---------- Extrait fourni ----------

Mais que faudrait-il taxer exactement ? L’artificialisation, le fait de transformer des espaces naturels ou agricoles en espaces artificialisés (espaces urbains, de transports, de loisirs et d’extraction), est-elle simplement synonyme – comme on l’entend souvent – de bétonnage des terres agricoles pour construire des logements ? Une étude de l’Iddri, publiée en début d’année, apporte des éléments de réponse.
 
Le ministre Nicolas Hulot veut lutter contre « la folie des grandeurs » des promoteurs immobiliers et remédier à la diminution des surfaces agricoles, et envisage donc de taxer les « bétonneurs » pour préserver la biodiversité. « J’étudie une nouvelle source de financement qui permettrait de lutter contre l’artificialisation des sols et de financer la préservation de la biodiversité » expliquait-il au journal Le Parisien le 11 octobre dernier. Une prise de conscience et de position qui serait en rapport avec le sondage Ifop publié par l’ONG environnementale WWF France, qui révèle que 78% des français seraient favorables à un moratoire sur l’artificialisation des terres agricoles dès 2020. 
 

L’artificialisation résulte d’un processus de progression et de régression d’une grande diversité d’usages du sol. Ces usages du sol ont un intérêt variable pour la biodiversité, y compris en zone urbaine. Ce potentiel pour la biodiversité dépend fortement de la manière dont ces espaces sont gérés.
Une politique voulant protéger la biodiversité devrait donc s’intéresser à la manière de concevoir, d’aménager et de gérer ces différents espaces – autant, voire plus, qu’à contenir l’urbanisation. 
L’évaluation des politiques peine à faire le lien entre les actions menées en matière de biodiversité, les objectifs attendus et les résultats. Si des mesures politiques axées sur la biodiversité sont mises en avant, on constate en parallèle que les écosystèmes continuent de se dégrader, voire que les pressions sur la biodiversité augmentent – sans que la responsabilité des politiques publiques soit réellement interrogée. Comment évaluer réellement les politiques publiques mises en œuvre, les moyens employés, et leurs effets sur la biodiversité ? 
 

Image emblématique d’une banlieue tentaculaire aux USA , tirée du film de Gregory Greene « The End of Surburbia »

Une analyse fine des dynamiques d’artificialisation

 
Grâce aux données [1] très détaillées disponibles sur l’Île-de-France – données qui n’existent malheureusement pas au niveau national – l’étude de l’DDRI [2] analyse les dynamiques d’artificialisation entre 1999 et 2012 sur ce territoire. La figure ci-dessous permet de visualiser les changements d’usage des sols, en distinguant des types d’espaces qui n’ont pas le même intérêt pour la biodiversité :
– Les espaces boisés, qui constituent d’importants réservoirs de biodiversité lorsque leur gestion est adaptée.
– Les espaces naturels ouverts, par exemple les landes ou prairies naturelles, qui sont des milieux essentiels pour de nombreuses espèces.

----------

• **Consigne**
Condensez en deux ou trois phrases le paragraphe de l'extrait sur l'artificialisation des sols qui commence par « Le ministre Nicolas Hulot veut lutter », en conservant ses faits principaux. Appuyez-vous uniquement sur l'extrait fourni.

---------- Lignes de données ----------

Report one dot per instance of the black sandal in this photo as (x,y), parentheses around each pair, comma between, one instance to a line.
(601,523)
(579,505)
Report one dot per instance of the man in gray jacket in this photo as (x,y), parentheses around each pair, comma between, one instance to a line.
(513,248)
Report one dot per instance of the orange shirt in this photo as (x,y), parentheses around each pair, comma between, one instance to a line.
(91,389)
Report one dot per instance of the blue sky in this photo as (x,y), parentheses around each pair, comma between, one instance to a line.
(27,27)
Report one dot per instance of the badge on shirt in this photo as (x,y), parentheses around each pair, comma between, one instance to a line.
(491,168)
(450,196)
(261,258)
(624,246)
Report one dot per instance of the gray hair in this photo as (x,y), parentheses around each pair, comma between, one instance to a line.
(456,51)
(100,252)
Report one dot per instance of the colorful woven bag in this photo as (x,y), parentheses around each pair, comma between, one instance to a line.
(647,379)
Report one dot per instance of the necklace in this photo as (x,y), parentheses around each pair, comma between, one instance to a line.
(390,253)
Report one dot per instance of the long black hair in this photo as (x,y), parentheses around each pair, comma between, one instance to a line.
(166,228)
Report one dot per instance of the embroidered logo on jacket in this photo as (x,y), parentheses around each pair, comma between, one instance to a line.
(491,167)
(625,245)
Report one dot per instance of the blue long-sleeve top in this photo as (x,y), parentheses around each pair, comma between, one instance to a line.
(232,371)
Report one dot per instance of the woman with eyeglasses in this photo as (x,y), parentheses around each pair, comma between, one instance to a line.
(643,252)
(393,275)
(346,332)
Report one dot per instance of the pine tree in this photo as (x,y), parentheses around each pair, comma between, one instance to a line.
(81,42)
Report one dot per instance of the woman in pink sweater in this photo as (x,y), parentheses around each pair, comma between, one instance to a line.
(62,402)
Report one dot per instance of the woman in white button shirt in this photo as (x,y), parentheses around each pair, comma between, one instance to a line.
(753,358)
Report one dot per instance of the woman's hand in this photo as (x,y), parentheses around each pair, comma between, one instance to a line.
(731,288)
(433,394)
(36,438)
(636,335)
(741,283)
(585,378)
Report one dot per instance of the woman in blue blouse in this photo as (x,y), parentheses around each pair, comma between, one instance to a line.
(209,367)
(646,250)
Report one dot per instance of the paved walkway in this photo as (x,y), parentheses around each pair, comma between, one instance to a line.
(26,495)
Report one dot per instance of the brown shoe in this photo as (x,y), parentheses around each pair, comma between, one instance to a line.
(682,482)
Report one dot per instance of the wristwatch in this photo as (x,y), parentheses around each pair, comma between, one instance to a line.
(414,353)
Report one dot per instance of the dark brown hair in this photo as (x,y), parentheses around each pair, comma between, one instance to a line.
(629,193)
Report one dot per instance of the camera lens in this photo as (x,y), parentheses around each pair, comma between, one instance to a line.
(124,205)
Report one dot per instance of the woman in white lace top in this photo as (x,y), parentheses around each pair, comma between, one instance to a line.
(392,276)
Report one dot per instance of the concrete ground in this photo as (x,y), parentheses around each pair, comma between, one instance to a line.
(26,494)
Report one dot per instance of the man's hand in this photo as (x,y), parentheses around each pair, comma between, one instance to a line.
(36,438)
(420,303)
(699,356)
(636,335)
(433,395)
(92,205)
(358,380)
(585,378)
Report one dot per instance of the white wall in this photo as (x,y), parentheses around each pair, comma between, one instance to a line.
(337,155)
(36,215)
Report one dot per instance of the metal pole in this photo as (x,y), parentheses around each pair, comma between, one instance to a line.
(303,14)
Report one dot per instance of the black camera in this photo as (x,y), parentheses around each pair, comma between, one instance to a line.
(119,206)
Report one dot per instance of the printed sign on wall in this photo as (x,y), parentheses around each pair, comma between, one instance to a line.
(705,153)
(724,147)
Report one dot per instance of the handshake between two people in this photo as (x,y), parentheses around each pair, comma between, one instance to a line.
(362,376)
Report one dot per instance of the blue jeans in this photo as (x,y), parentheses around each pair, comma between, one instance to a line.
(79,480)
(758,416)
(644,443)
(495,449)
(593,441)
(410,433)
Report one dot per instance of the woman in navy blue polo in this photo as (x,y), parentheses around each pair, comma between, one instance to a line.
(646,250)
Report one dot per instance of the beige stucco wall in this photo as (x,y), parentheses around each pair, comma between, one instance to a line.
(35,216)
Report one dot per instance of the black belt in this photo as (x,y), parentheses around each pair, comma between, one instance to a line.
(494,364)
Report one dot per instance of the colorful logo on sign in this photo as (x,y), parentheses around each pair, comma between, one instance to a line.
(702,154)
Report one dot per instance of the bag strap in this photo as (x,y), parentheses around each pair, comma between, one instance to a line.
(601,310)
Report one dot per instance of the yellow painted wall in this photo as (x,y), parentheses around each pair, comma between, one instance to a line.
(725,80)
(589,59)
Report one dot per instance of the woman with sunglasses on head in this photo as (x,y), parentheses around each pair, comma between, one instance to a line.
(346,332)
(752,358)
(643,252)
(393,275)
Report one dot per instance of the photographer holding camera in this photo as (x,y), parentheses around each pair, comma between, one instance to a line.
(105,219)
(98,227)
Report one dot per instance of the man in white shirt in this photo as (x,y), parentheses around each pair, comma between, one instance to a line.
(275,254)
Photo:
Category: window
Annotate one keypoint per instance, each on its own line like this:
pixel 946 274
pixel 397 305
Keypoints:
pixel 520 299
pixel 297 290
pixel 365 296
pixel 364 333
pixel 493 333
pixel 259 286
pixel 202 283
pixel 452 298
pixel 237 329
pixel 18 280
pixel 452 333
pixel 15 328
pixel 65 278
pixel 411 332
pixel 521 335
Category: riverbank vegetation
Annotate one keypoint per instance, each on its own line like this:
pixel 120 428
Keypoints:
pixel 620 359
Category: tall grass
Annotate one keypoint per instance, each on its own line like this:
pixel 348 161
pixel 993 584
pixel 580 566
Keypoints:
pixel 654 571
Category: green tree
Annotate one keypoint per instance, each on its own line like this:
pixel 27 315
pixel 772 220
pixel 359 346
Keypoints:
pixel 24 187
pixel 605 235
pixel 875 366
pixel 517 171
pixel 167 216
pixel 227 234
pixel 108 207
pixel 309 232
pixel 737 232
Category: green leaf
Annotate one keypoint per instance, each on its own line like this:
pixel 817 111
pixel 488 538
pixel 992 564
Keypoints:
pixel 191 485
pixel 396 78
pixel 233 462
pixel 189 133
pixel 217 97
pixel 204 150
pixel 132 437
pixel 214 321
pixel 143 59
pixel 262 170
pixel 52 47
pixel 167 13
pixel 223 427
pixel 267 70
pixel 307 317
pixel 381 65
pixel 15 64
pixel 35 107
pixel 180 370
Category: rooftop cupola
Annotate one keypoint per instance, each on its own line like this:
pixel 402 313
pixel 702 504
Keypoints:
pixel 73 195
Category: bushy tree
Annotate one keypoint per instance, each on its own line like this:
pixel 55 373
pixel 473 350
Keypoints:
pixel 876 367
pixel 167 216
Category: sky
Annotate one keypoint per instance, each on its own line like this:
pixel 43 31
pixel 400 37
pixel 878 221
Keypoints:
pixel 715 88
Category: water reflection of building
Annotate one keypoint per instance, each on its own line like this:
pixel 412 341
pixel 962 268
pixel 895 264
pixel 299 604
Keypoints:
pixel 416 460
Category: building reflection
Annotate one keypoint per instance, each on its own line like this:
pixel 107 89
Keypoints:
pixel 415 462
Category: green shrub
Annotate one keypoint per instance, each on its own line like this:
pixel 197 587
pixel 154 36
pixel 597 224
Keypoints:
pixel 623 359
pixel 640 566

----------

• **Réponse rédigée**
Pour freiner la « folie des grandeurs » des promoteurs immobiliers et la diminution des surfaces agricoles, le ministre Nicolas Hulot envisage de taxer les « bétonneurs » afin de préserver la biodiversité. Le 11 octobre dernier, il a déclaré au Parisien étudier une nouvelle source de financement pour lutter contre l'artificialisation des sols et financer la préservation de la biodiversité. Cette position serait en rapport avec un sondage Ifop publié par WWF France, selon lequel 78 % des Français seraient favorables à un moratoire sur l'artificialisation des terres agricoles dès 2020.